- [Required task 1]: Update the module description from "Syllabus content" to "festivals at Athens.", putting "blood sacrifice" where "animal sacrifice" appears.
- [Required task 2]: Shorten the paragraph of the module description that begins "The religious festivals and rituals" while keeping its main facts.
- [Required task 3]:
Answer these questions from the module description:
(a) Who is named as staff?
(b) What percentage of the assessment does the examination count for?
(c) Besides the Thesmophoria, which festivals are listed with Demeter and the stability of marriage?

- [Passage shown]:
--- start ---

Staff: Laurence Totelin

The religious festivals and rituals of each classical city-state reflected the general Greek religious system of practices and beliefs, while helping to define and reinforce the social and political identities of each state and of smaller social groups within it. The module concentrates on the analysis of the festivals, cults and beliefs of Athens, one of the most powerful and influential of the states, and the one for which there is the most evidence, literary, documentary and archaeological.

Optional for: all Ancient History degrees
Availability: autumn semester in alternate years
Teaching: 10 lectures and 2 seminars
Assessment: one essay (40%) and one 1-hour examination (60%)

Syllabus content

  • the system of animal sacrifice, the myth of Prometheus and Pandora, and the difference between gods, men and beasts.
  • Zeus and his festivals at Athens.
  • Athena, the Panathenaia, and the protection and glorification of the city.
  • Artemis, Apollo, initiation cults for girls and boys and their transformations.
  • Demeter, agricultural and female fertility and the stability of marriage: the Thesmophoria, Haloa and the Adonia.
  • Demeter, Panhellenism and the afterlife: the Eleusinian mysteries.
  • Dionysos: variety of his cults: wine, social cohesion, women's ecstatic cults; other mystery cults and the afterlife.
  • the sophists' criticism of religious beliefs and practices, and popular responses to them.

--- end ---

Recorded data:
--- start ---

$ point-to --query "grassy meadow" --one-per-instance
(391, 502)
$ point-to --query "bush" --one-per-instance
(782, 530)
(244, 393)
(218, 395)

--- end ---

- [Response 1]:
Syllabus content

  • the system of blood sacrifice, the myth of Prometheus and Pandora, and the difference between gods, men and beasts.
  • Zeus and his festivals at Athens.

- [Response 2]: Each classical city-state's festivals and rituals reflected the wider Greek religious system and helped define the social and political identities of the state and its smaller groups. The module analyzes the festivals, cults and beliefs of Athens, a powerful and influential state with the most literary, documentary and archaeological evidence.

- [Response 3]:
(a) Laurence Totelin
(b) 60%
(c) The Haloa and the Adonia